▼
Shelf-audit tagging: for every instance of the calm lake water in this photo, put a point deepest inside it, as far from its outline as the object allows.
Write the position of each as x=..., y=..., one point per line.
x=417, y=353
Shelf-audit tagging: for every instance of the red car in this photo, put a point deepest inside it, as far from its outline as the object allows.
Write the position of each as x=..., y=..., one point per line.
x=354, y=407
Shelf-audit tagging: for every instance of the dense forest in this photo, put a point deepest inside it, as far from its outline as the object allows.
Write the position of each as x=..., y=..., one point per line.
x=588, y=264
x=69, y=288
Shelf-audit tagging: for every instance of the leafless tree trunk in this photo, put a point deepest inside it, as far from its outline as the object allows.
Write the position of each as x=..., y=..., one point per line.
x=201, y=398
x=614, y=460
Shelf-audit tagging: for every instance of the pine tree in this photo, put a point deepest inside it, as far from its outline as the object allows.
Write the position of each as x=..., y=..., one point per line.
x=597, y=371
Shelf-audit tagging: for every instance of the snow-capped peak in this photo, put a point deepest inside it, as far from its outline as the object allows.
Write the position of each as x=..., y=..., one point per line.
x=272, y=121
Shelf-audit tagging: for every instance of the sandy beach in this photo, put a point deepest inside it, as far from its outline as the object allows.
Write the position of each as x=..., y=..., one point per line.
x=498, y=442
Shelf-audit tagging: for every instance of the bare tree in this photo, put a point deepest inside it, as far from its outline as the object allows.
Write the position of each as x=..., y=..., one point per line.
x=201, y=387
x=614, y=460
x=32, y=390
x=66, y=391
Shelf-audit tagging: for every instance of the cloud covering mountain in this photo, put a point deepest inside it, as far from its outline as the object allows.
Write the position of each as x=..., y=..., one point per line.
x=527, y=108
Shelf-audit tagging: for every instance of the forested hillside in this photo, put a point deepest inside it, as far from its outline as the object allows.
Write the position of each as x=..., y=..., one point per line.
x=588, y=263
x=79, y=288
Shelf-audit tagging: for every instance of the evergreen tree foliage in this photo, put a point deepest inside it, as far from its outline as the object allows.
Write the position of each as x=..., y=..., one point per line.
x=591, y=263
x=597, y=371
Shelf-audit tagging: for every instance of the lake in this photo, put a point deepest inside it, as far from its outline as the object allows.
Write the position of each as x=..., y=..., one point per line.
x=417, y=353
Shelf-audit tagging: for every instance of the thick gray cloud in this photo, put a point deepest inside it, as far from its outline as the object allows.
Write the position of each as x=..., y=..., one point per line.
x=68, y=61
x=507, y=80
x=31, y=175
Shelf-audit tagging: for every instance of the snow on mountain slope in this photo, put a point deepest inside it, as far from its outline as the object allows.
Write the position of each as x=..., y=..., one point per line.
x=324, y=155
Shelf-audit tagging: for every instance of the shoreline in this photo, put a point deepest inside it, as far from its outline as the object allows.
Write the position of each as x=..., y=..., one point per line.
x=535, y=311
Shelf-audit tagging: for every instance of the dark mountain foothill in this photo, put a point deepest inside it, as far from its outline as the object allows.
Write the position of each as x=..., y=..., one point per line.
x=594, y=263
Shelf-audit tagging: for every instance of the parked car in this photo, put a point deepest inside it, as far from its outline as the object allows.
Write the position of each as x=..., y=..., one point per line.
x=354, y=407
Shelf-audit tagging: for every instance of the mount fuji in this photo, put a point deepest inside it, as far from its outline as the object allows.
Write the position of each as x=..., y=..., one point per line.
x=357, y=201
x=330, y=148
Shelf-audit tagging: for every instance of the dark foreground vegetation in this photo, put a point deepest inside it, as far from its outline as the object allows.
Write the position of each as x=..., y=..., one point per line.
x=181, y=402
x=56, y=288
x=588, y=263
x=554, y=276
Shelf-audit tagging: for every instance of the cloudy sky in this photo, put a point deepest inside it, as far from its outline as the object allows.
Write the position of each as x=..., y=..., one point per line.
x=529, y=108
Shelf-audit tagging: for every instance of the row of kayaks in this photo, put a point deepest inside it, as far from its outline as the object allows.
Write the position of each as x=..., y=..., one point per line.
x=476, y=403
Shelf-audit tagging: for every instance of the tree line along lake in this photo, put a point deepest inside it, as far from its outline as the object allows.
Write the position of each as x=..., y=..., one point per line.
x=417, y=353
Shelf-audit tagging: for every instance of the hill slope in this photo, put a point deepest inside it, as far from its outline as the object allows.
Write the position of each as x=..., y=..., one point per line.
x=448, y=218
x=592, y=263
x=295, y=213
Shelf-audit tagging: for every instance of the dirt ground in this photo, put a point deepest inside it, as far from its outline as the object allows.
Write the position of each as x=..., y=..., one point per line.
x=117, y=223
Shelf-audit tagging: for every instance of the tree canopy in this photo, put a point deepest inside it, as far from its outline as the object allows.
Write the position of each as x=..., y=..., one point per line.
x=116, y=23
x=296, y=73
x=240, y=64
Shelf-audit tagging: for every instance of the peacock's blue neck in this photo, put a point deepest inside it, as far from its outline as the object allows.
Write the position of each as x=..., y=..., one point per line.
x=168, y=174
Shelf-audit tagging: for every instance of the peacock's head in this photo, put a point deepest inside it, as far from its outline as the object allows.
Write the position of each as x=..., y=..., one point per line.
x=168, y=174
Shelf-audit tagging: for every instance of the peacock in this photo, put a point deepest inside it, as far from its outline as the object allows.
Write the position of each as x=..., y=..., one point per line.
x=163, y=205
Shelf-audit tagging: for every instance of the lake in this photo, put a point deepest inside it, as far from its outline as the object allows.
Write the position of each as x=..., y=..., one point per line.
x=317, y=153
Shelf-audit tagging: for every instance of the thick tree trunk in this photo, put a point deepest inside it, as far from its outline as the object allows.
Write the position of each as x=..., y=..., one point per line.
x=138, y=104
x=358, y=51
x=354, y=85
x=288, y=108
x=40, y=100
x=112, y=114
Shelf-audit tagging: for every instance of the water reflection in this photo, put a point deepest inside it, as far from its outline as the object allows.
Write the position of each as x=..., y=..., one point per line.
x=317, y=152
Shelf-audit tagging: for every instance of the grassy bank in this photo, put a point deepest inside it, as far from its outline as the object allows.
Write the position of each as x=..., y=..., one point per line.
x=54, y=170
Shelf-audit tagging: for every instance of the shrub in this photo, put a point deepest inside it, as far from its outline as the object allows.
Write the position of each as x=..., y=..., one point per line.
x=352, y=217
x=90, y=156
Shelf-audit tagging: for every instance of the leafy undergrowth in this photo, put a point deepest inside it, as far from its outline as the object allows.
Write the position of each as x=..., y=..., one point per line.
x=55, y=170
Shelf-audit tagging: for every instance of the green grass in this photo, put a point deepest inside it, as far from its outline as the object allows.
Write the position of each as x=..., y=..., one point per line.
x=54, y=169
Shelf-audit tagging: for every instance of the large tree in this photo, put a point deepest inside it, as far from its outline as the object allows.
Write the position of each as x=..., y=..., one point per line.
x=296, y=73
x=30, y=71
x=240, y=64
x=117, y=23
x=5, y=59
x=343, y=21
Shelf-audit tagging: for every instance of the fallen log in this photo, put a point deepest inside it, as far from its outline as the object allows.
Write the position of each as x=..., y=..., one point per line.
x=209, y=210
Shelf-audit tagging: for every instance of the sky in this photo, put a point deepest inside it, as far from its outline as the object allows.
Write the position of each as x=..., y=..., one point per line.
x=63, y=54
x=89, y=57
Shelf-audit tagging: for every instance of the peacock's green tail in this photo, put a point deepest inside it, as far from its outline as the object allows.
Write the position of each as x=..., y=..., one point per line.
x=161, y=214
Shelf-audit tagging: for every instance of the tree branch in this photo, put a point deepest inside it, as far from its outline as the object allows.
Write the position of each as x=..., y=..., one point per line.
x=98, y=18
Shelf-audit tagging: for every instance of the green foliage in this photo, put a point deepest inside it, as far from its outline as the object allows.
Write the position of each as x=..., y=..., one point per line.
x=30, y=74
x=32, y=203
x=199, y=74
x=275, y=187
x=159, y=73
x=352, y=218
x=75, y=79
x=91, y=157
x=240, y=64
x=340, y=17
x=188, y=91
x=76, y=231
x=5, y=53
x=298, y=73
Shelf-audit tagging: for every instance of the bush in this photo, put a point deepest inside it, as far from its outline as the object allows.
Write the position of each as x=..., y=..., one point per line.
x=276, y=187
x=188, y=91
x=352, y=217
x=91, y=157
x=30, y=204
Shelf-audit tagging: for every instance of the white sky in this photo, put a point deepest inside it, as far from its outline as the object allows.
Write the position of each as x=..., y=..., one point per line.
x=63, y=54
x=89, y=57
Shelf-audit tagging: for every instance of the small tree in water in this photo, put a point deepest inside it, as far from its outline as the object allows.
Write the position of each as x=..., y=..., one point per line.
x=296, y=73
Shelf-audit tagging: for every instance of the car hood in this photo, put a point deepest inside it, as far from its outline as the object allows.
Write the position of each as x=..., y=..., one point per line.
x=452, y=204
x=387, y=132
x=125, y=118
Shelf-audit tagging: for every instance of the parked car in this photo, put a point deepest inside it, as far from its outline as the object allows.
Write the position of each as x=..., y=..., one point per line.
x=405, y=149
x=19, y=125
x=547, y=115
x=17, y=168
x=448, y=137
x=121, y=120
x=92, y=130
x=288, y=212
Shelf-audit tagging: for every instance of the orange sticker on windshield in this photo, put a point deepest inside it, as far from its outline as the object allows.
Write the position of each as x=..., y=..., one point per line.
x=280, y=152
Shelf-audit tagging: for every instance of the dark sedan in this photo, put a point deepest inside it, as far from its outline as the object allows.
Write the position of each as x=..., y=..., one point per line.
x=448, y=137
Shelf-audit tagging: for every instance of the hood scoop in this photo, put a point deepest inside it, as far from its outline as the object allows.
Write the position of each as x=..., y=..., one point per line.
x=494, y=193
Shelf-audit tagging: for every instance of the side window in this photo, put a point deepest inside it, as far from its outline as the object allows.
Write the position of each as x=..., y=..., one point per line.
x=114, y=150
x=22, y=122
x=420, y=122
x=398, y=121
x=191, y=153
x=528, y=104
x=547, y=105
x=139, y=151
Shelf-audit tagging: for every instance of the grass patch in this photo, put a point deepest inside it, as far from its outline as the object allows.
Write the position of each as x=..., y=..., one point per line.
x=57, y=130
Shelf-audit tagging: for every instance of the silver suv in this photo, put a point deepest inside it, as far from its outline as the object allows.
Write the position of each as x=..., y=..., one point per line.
▲
### [What to produce]
Express the records starting at the line containing "Shelf-audit tagging: for every instance of the grass patch" and ending at the line containing "x=57, y=130" as a two-column CSV with the headers instruction and points. Give one row per record, with its text under instruction and its answer under points, each in a single quoted field with line breaks replaced by spaces.

### [Full output]
instruction,points
"Shelf-audit tagging: for every instance of the grass patch in this photo, put a point deepest inside it, as far from its outline as the object allows. Write the position of each as x=..., y=..., one point per line.","x=57, y=130"